## GOAL
Write out the records below once more, exactly as they stand.
Start of RECORDS PROVIDED
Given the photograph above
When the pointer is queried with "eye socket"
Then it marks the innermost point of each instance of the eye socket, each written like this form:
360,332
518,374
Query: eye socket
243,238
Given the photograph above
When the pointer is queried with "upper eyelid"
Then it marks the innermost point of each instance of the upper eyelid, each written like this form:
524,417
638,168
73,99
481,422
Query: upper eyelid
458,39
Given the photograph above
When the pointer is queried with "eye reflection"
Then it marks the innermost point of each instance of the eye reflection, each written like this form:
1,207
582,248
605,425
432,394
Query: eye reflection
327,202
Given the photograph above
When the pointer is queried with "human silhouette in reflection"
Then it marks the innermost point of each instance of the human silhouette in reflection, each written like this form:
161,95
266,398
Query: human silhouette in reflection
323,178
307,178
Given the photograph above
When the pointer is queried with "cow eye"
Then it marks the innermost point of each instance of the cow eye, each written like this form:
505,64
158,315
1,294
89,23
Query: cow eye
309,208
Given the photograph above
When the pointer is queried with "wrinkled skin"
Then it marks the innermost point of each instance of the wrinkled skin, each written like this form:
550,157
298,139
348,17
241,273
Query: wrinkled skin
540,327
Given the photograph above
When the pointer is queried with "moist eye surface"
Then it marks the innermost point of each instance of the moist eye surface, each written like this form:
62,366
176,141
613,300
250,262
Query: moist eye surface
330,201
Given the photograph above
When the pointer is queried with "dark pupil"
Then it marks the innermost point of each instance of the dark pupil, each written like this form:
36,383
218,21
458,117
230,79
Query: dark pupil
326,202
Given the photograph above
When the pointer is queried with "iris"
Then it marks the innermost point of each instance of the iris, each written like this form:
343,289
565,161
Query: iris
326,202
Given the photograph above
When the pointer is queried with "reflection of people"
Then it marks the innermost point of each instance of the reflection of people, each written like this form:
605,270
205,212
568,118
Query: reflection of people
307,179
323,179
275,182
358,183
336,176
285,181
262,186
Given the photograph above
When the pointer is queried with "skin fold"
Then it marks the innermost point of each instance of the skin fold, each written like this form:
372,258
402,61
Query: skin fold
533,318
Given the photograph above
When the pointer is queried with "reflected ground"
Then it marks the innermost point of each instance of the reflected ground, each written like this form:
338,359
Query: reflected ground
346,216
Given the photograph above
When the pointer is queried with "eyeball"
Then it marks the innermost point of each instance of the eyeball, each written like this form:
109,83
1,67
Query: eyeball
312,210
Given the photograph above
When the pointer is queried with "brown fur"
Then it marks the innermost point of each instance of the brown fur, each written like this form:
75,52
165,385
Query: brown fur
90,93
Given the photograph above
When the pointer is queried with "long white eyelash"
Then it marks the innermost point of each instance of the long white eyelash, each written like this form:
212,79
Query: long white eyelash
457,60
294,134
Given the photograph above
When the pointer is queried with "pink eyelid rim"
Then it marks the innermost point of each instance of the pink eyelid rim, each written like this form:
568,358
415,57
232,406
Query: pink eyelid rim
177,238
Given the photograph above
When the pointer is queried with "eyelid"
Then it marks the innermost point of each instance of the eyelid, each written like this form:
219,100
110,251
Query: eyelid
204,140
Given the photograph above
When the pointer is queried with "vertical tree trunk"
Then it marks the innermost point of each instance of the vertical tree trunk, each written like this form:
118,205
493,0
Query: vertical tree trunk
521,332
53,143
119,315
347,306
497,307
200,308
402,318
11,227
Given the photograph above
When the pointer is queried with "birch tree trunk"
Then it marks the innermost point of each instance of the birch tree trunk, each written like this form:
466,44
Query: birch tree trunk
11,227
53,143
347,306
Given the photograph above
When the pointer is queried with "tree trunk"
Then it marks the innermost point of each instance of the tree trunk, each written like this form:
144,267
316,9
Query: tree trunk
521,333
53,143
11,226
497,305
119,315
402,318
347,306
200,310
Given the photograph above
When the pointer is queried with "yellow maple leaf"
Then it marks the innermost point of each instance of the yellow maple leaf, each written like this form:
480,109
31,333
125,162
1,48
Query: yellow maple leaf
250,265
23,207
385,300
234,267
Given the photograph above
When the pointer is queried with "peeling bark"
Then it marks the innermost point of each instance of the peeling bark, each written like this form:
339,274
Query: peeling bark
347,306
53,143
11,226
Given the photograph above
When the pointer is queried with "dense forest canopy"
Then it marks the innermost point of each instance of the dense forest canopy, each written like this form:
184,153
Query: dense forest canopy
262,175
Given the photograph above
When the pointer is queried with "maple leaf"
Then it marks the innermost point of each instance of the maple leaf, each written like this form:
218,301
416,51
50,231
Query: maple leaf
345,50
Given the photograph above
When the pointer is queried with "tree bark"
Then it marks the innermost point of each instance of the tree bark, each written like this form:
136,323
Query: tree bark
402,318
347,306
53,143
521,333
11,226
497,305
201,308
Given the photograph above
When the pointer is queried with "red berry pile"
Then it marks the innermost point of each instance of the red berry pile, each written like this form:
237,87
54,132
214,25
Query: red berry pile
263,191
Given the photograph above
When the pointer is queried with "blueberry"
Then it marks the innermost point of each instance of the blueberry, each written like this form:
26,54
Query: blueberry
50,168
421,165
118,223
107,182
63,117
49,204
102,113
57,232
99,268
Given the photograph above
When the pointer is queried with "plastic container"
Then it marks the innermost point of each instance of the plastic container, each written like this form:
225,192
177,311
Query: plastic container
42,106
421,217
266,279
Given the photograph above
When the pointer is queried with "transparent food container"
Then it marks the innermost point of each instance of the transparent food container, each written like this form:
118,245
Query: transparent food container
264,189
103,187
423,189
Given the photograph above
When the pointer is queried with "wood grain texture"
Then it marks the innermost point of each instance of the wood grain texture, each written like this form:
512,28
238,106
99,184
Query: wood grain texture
End of RECORDS PROVIDED
## SOLUTION FOR THIS EXERCISE
Given the photograph above
When the pointer is queried with "eye socket"
Then it marks the innermost point of each instance of the eye socket, each written like this form:
360,332
518,374
Query: eye socket
243,238
Given the photograph above
When the pointer is queried with "upper eyelid"
Then it marks the innermost point of each instance of the upper eyelid, each written like this form:
524,417
638,168
73,99
481,422
Query: upper eyelid
458,39
Given the photograph above
When the pointer is queried with "eye reflection"
Then it marks the innermost point of each instance of the eye reflection, each written like this form:
1,207
582,248
605,425
432,394
Query: eye reflection
327,202
Given the photograph above
When the pointer is queried with "human silhouette in reflection"
Then it marks the innermost point of each instance of the human silhouette in reflection, each written like this form:
161,95
266,398
Query: human silhouette in reflection
323,178
307,178
Given the photograph above
When the pointer is queried with "cow eye"
Then it marks the innermost point of each instance of the cow eye, each written like this form:
505,64
158,315
1,294
89,23
Query: cow eye
309,208
Given the photograph above
When the pointer is queried with "wrinkled skin"
Then it marks the innermost point of each instance of the wrinkled skin, each written like this form:
550,157
298,139
348,17
241,273
Query: wrinkled skin
540,327
Given the photograph above
When the pointer is queried with "moist eye surface"
Then it marks the innermost point of each instance of the moist eye surface, each written like this form:
62,366
176,141
613,300
250,262
Query: moist eye surface
330,201
Given the photograph above
When the pointer is queried with "dark pupil"
Then it marks the innermost point of each instance of the dark pupil, each written like this form:
36,383
218,21
458,117
230,79
Query: dark pupil
326,202
Given the photograph above
When the pointer is queried with "iris"
Then it marks the innermost point of each instance of the iris, each written like this form:
343,289
565,161
Query: iris
326,202
Given the photograph above
When the pointer is queried with "reflection of people"
Then it marks the innermost point of each instance of the reflection of people, each written like this form:
605,270
205,212
568,118
Query: reflection of people
307,179
323,179
275,182
358,183
336,176
285,181
262,186
Given the photograph above
When the pointer is queried with "skin fold"
Then it marks the innermost point of each instance of the skin fold, each written like this form:
372,258
402,61
Query: skin fold
533,318
Given the photograph above
When the pointer is queried with "reflected ground"
Then it marks the innermost point of each instance of the reflected ground, each written like this form:
338,359
Query: reflected ground
346,216
Given the photograph above
When the pointer is queried with "eyeball"
Then it marks the innermost point of each instance of the eyeball, each written like this form:
109,83
1,67
Query: eyeball
312,210
Given the photograph above
When the pointer is queried with "brown fur"
Then it marks the innermost point of each instance of the brown fur, each written like this form:
75,52
165,385
Query: brown fur
90,93
Given the photograph above
When the pointer is queried with "long white eyelash"
Then it marks the innermost point of each instance of the long white eyelash, each written like this form:
212,79
Query: long white eyelash
457,60
294,134
Given the photograph above
When the pointer is queried with "pink eyelid rim"
Then it marks the innermost point of each instance of the pink eyelid rim, each written like this form:
568,358
415,57
232,406
Query: pink eyelid rim
177,238
Given the photograph above
When the pointer is queried with "eyelid"
Then it marks the innermost point of each instance of the eyelid, each written like this form:
219,100
110,251
Query: eyelid
204,140
Given the photograph above
When the pointer is queried with "vertical tree trunk"
Then it marks the innermost point of each instance of the vertical tree trunk, each written like this form:
118,205
493,0
Query: vertical tree trunk
521,332
53,143
119,315
347,306
497,307
200,308
402,318
11,227
Given the photograph above
When the pointer is queried with "birch tree trunk"
Then it marks the innermost point of each instance of the birch tree trunk, each written like this form:
466,44
Query: birch tree trunk
11,227
53,143
347,306
Given the photograph above
When the pointer is queried with "tree trunk"
Then it marks the innermost point of each instance of the tree trunk, each written like this form:
144,267
316,9
Query: tree trunk
521,333
53,143
11,226
497,305
119,315
402,318
347,306
200,310
Given the photograph above
When the pointer is queried with "yellow maple leaf"
Then it marks the innermost point of each instance of the yellow maple leaf, each written like this form:
480,109
31,333
125,162
1,48
Query: yellow maple leaf
250,265
23,207
385,300
234,267
Given the photograph above
When the pointer is queried with "peeling bark"
Then it marks the innermost point of each instance of the peeling bark, each written like this form:
339,274
Query: peeling bark
347,306
53,143
11,226
Given the photograph above
When the pointer is queried with "dense forest canopy"
Then it marks the innermost point of each instance of the dense forest canopy, each written like this form:
184,153
Query: dense forest canopy
262,175
Given the photograph above
When the pointer is queried with "maple leaf"
Then it marks the innermost point of each instance of the maple leaf, each written like this form:
218,301
416,51
50,231
Query: maple leaf
345,50
Given the photograph above
When the pointer is queried with "tree bark"
Then it marks the innermost point of each instance of the tree bark, each written like this form:
136,323
Query: tree bark
402,318
347,306
53,143
521,333
11,226
497,305
201,308
Given the photograph above
When the pointer is queried with "red berry pile"
Then it marks the innermost point of each instance of the red berry pile, each written like this form:
237,87
54,132
214,25
Query: red berry pile
263,191
Given the photograph above
When the pointer is queried with "blueberry"
Then it marks the innermost point of each instance of the blueberry, each written like this form:
26,54
Query: blueberry
50,168
421,165
118,223
107,182
63,117
49,204
102,113
57,232
99,268
Given the photograph above
When the pointer is queried with "plastic container"
Then it marks the innermost point of each instance of the plastic container, each written like this form:
225,192
177,311
Query: plastic container
42,106
421,217
266,279
Given the photograph above
When the pointer is queried with "transparent food container"
Then it marks the innermost point of each instance of the transparent food container, each written like this form:
118,245
Query: transparent food container
264,189
103,187
423,189
Given the photograph above
When the pointer is queried with "wood grain texture"
Then it marks the innermost point of each instance of the wood grain texture, each written like this form:
512,28
238,106
99,184
Query: wood grain texture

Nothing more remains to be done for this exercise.